#### TESTO ESTRATTO:

************

Nel romanzo di Zaccuri, dove il cognome Manzoni non ha luogo, nessuno scrive il Cinque Maggio, l’Adelchi, i Promessi sposi; a meno di presumere che, oltre i fatti narrati, Evaristo non si possa conciliare con la voce misteriosa, facendola propria e assimilandone lo spirito. In questo caso il rapporto fra verità storica e ricostruzione controfattuale risulterebbe speculare. Alla morte della madre, il figlio di Giulia Beccaria che ebbe nome Alessandro Manzoni aveva sostanzialmente deposto la penna, e non avrebbe scritto più nulla per trent’anni. Non è quindi azzardato supporre che il rapporto di successione tra fervore creativo e silenzio poetico possa essere capovolto nel caso del presunto orfano battezzato Evaristo (graziosa, per inciso, l’affinità etimologica con il nome del capobanda del Bottonuto, Aristide: un trovatello e un delinquente, nel segno dell’eccellenza, áristos).

************

#### ESERCIZIO 1:
Ricopia per intero il brano sul romanzo di Zaccuri, senza cambiare nulla.

#### MATERIALE DI PARTENZA:

************

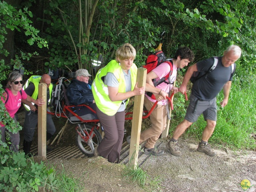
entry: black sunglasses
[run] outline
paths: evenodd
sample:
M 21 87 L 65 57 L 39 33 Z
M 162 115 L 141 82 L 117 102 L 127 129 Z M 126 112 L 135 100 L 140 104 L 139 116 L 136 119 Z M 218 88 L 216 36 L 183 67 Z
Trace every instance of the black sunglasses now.
M 12 82 L 13 82 L 15 85 L 18 85 L 19 84 L 19 82 L 20 83 L 20 84 L 23 84 L 23 83 L 24 82 L 22 80 L 20 81 L 13 81 Z

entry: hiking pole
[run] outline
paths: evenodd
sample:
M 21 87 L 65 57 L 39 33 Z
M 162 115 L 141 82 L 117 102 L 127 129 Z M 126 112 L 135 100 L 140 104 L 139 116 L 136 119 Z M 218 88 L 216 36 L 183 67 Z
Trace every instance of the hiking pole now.
M 155 49 L 155 51 L 156 52 L 158 52 L 159 51 L 162 51 L 162 46 L 163 44 L 163 39 L 164 37 L 164 34 L 165 33 L 165 31 L 164 31 L 162 34 L 161 34 L 161 37 L 160 38 L 160 42 L 159 43 L 159 44 L 158 45 L 158 47 L 157 47 Z

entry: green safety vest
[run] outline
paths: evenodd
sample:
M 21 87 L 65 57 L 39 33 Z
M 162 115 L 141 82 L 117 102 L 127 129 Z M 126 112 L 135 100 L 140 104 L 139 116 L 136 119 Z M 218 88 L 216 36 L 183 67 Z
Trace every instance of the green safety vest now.
M 37 96 L 38 95 L 38 85 L 40 82 L 40 80 L 41 80 L 41 78 L 42 76 L 40 76 L 38 75 L 32 75 L 29 78 L 26 84 L 24 85 L 23 87 L 23 90 L 25 90 L 26 88 L 27 88 L 30 83 L 33 83 L 35 86 L 35 90 L 34 91 L 34 92 L 31 96 L 31 97 L 33 98 L 35 100 L 36 100 L 37 99 Z M 52 88 L 53 88 L 53 86 L 52 84 L 51 83 L 49 86 L 49 91 L 50 94 L 50 99 L 48 102 L 48 104 L 49 104 L 50 103 L 50 102 L 51 100 L 51 98 L 52 97 Z M 30 110 L 29 106 L 23 104 L 23 105 L 25 107 L 25 108 L 26 109 L 27 111 L 30 111 Z
M 134 89 L 136 84 L 137 66 L 133 64 L 130 69 L 131 71 L 131 90 Z M 92 86 L 92 91 L 98 108 L 104 114 L 109 116 L 114 115 L 120 107 L 122 101 L 111 101 L 108 96 L 108 86 L 104 84 L 102 78 L 108 72 L 112 73 L 119 82 L 118 92 L 126 92 L 126 84 L 123 70 L 119 63 L 115 60 L 112 60 L 97 73 Z M 128 104 L 129 98 L 126 102 Z

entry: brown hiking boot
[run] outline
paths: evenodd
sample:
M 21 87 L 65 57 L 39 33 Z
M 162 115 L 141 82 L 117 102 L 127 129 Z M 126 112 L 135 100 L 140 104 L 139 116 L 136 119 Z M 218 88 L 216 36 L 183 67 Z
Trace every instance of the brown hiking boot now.
M 169 141 L 169 142 L 166 144 L 166 147 L 169 150 L 172 154 L 175 156 L 180 156 L 181 155 L 181 152 L 178 151 L 176 148 L 175 146 L 177 144 L 177 141 L 172 141 L 171 140 Z
M 199 143 L 198 147 L 197 148 L 197 150 L 200 152 L 205 153 L 206 154 L 210 155 L 210 156 L 213 156 L 215 155 L 216 154 L 215 152 L 211 150 L 211 148 L 209 144 L 208 144 L 208 143 L 205 144 Z

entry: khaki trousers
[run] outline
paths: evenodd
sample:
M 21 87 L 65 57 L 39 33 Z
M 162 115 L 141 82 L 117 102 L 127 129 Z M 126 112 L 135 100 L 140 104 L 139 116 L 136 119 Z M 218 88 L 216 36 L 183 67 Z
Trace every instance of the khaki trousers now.
M 148 111 L 150 110 L 154 104 L 154 103 L 145 97 L 144 105 Z M 154 147 L 156 141 L 166 126 L 167 113 L 166 105 L 156 105 L 149 116 L 151 126 L 140 133 L 140 143 L 146 141 L 145 147 L 150 148 Z

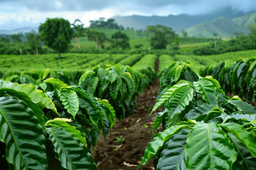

************

#### ESERCIZIO 2:
Nei record, riscrivi la parte che va dall'inizio fino alla riga che contiene "Trace every instance of the black" compresa, mettendo "eyeglasses" al posto di "sunglasses" e lasciando il resto com'è. Non includere le immagini.

#### RISPOSTA CORRETTA 1:
Nel romanzo di Zaccuri, dove il cognome Manzoni non ha luogo, nessuno scrive il Cinque Maggio, l’Adelchi, i Promessi sposi; a meno di presumere che, oltre i fatti narrati, Evaristo non si possa conciliare con la voce misteriosa, facendola propria e assimilandone lo spirito. In questo caso il rapporto fra verità storica e ricostruzione controfattuale risulterebbe speculare. Alla morte della madre, il figlio di Giulia Beccaria che ebbe nome Alessandro Manzoni aveva sostanzialmente deposto la penna, e non avrebbe scritto più nulla per trent’anni. Non è quindi azzardato supporre che il rapporto di successione tra fervore creativo e silenzio poetico possa essere capovolto nel caso del presunto orfano battezzato Evaristo (graziosa, per inciso, l’affinità etimologica con il nome del capobanda del Bottonuto, Aristide: un trovatello e un delinquente, nel segno dell’eccellenza, áristos).

#### RISPOSTA CORRETTA 2:
entry: black eyeglasses
[run] outline
paths: evenodd
sample:
M 21 87 L 65 57 L 39 33 Z
M 162 115 L 141 82 L 117 102 L 127 129 Z M 126 112 L 135 100 L 140 104 L 139 116 L 136 119 Z M 218 88 L 216 36 L 183 67 Z
Trace every instance of the black eyeglasses now.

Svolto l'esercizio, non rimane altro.